++++ Data excerpts

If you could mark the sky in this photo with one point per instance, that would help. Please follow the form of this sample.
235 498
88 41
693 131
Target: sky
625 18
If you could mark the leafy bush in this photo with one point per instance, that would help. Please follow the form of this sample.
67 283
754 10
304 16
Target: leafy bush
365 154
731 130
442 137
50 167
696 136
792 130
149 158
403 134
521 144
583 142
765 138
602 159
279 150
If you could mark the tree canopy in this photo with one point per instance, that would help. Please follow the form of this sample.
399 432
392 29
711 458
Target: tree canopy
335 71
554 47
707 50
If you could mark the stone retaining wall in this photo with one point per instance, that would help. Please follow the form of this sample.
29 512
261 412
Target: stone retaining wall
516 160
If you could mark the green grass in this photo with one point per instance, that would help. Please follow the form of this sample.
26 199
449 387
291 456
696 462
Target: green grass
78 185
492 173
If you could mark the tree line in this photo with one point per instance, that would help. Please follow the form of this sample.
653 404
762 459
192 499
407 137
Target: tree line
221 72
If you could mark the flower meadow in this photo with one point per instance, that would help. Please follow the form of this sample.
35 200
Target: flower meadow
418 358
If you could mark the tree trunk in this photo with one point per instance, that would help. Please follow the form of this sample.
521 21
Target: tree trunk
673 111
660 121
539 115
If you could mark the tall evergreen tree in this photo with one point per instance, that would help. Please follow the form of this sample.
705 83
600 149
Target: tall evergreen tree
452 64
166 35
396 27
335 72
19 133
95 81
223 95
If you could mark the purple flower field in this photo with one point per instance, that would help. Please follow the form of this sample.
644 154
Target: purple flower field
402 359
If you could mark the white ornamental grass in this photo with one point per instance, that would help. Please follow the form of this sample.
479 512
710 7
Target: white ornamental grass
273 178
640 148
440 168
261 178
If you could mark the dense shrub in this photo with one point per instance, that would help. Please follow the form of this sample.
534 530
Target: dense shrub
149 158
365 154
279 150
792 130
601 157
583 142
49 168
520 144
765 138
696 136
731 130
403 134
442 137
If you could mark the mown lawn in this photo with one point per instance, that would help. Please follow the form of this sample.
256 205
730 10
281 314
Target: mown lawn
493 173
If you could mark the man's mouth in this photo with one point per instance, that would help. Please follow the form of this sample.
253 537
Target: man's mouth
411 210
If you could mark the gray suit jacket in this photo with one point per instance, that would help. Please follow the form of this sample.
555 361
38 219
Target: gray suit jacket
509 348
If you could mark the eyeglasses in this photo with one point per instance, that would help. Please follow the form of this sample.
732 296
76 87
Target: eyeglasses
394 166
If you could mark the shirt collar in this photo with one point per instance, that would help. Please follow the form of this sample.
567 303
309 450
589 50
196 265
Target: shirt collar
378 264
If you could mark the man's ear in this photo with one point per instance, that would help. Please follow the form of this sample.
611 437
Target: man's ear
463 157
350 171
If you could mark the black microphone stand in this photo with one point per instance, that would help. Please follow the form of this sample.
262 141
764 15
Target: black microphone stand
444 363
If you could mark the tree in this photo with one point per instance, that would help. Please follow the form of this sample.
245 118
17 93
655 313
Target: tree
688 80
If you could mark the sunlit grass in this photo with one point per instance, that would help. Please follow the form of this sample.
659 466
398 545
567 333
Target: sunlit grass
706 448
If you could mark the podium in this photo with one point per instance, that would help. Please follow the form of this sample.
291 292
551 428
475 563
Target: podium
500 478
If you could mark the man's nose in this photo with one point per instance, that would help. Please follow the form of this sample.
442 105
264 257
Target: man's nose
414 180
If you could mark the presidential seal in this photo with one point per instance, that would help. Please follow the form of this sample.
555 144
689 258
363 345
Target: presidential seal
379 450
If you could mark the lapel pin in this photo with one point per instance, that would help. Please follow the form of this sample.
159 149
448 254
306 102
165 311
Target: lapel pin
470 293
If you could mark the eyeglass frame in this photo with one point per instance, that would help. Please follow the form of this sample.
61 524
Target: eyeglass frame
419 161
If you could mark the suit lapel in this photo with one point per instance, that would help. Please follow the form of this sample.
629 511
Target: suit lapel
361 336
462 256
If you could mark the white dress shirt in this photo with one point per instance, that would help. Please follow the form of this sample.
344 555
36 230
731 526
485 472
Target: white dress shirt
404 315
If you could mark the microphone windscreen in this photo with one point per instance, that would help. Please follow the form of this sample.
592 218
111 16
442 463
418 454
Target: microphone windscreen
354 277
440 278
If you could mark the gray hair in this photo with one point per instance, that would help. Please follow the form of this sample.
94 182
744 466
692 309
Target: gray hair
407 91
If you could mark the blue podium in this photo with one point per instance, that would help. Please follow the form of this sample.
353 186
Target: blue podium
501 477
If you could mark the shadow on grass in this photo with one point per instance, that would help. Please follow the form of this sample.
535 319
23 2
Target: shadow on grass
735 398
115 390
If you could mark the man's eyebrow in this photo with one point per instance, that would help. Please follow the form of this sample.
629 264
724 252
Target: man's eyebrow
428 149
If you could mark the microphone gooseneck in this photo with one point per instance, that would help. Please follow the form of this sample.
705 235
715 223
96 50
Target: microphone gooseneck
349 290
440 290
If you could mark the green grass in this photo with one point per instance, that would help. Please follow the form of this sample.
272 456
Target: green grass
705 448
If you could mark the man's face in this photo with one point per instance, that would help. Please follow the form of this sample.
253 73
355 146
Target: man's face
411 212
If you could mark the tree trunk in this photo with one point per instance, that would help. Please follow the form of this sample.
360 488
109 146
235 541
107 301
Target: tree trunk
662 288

++++++++

What is required - Your task is to quote the listing above word for word.

Final result -
If you could mark the sky in this photo with one point per instance, that would help. Please follow the form of this sample.
235 498
88 41
693 131
Target: sky
625 18
If you could mark the leafy bush in this photo with one point per instance, that would help. Please follow the form of this sample.
67 283
754 10
304 16
Target: leafy bush
365 154
731 130
442 137
50 167
696 136
792 130
149 158
403 134
521 144
583 142
765 138
602 159
279 150
If you could mark the tree canopy in this photo with one point per instance, that would help. Please follow the form of this sample.
399 432
392 29
711 458
Target: tree canopy
335 71
554 47
707 50
If you could mark the stone retaining wall in this photo with one point per instance, that would help. Please follow the form of this sample.
29 512
261 412
Target: stone retaining wall
516 160
If you could mark the green grass in this photo with one point per instance, that would help. Please follow the form of this sample.
26 199
449 387
291 456
696 462
Target: green grass
78 185
492 173
If you could mark the tree line in this photo with one point per instance, that would help. Please follow the form of this sample.
653 404
762 459
192 499
407 137
Target: tree line
221 72
If you could mark the flower meadow in this photo with one point per instance, that would help. Please follow the form of this sample.
35 200
Target: flower meadow
418 358
If you could mark the tree trunk in this photo with one point per instance, that would help. Please follow the form of this sample.
521 21
Target: tree trunk
673 111
660 121
539 115
If you could mark the tall evergreen tree in this photo with one point per instance, that would help. Please follow the form of this sample.
705 83
600 149
Target: tall evergreen tree
452 64
166 35
396 27
335 72
19 133
95 81
223 95
If you could mark the purple flower field in this photo with one point per instance, that would help. Please follow the form of this sample.
644 154
Target: purple flower field
402 359
If you could mark the white ornamental grass in this photo with one point per instance, that would help. Please follow the form of this sample.
479 512
710 7
Target: white ornamental grass
273 178
640 148
440 168
261 178
If you could mark the dense shrub in this photo with one point per instance, that would help. Please follow the form of this sample.
534 530
Target: dense shrub
149 158
365 154
279 150
792 130
601 157
583 142
49 168
520 144
765 138
696 136
731 130
403 134
442 137
If you could mark the mown lawn in this photo with one point per instance, that would help. Please follow the form of this sample.
256 205
730 10
281 314
Target: mown lawn
493 173
If you could mark the man's mouth in this photo with one point per instance, that would help. Please follow the form of this sample.
253 537
Target: man's mouth
411 210
If you could mark the gray suit jacket in this photo with one point per instance, that would help. Please follow the form of this sample.
555 361
38 219
Target: gray suit jacket
509 348
If you could mark the eyeglasses in this photo with one point per instance, that would help. Please follow the form of this sample.
732 296
76 87
Target: eyeglasses
394 166
If you could mark the shirt collar in this photo with one point per instance, that would help. Please follow the form of this sample.
567 303
309 450
589 50
196 265
Target: shirt collar
378 264
If you could mark the man's ear in this photo with one point per instance, that would help. Please follow the form of this sample.
611 437
Target: man's ear
463 157
350 171
If you could mark the black microphone stand in this photo with one point per instance, that would help. Please follow the form of this sample.
262 141
764 15
Target: black microphone stand
444 363
If you could mark the tree in this photo with one point per instance, that would help. Please follow the form of this sample.
245 118
17 93
655 313
Target: tree
688 80
If you could mark the sunlit grass in this photo with one point per instance, that would help. Please follow the form of this sample.
659 466
398 545
567 333
Target: sunlit grass
706 448
If you could mark the podium in this photo with one point per instance, that would help. Please follow the form of this sample.
291 292
551 428
475 563
Target: podium
500 478
If you could mark the man's nose in this photo with one point per instance, that would help. Please follow the form of this sample.
442 105
264 257
Target: man's nose
414 180
If you could mark the presidential seal in this photo with one point per instance, that would help. Please follow the form of this sample.
555 144
689 258
363 345
Target: presidential seal
379 450
If you could mark the lapel pin in this photo with one point per instance, that would help. Please follow the form of this sample.
159 149
448 254
306 102
165 311
Target: lapel pin
470 293
If you could mark the eyeglass frame in this photo with one point per instance, that would help. Please follow the form of this sample.
61 524
Target: eyeglass frame
419 161
If you could mark the suit lapel in this photo with one point per instance, that would help. Please follow the form of this sample.
629 511
Target: suit lapel
361 336
462 256
If you could mark the white dress shirt in this photo with one point per instance, that would help. Please follow the form of this sample.
344 555
36 230
731 526
485 472
Target: white dress shirt
404 315
If you could mark the microphone windscreen in this photo with one point per instance, that would help. Please follow the form of this sample.
592 218
111 16
442 463
418 454
Target: microphone windscreen
354 277
440 278
If you could mark the gray hair in this photo with one point per instance, that would help. Please follow the form of this sample.
94 182
744 466
692 309
Target: gray hair
407 91
If you could mark the blue podium in this photo with one point per instance, that would help. Please follow the form of this sample.
353 186
Target: blue podium
501 477
If you could mark the shadow on grass in this photo with one point per instance, that would help. Please follow the form of this sample.
535 319
23 2
Target: shadow on grass
735 398
115 390
If you could mark the man's eyebrow in this photo with one point per instance, that would help. Please follow the form of this sample.
629 264
724 252
Target: man's eyebrow
428 149
If you could mark the microphone gooseneck in this photo with one point per instance, that would help. Please follow the form of this sample.
705 235
715 223
96 50
Target: microphone gooseneck
349 290
440 290
If you could mark the green grass in this photo with one point per instance, that would help. Please follow the form of this sample.
272 456
Target: green grass
705 448
If you could mark the man's face in this photo with one point per instance, that would help. Please follow the form of this sample.
253 73
355 146
Target: man's face
411 212
If you could mark the tree trunk in this photo with one point per instance, that would help. Please follow the form of this sample.
360 488
109 146
235 541
107 301
Target: tree trunk
662 288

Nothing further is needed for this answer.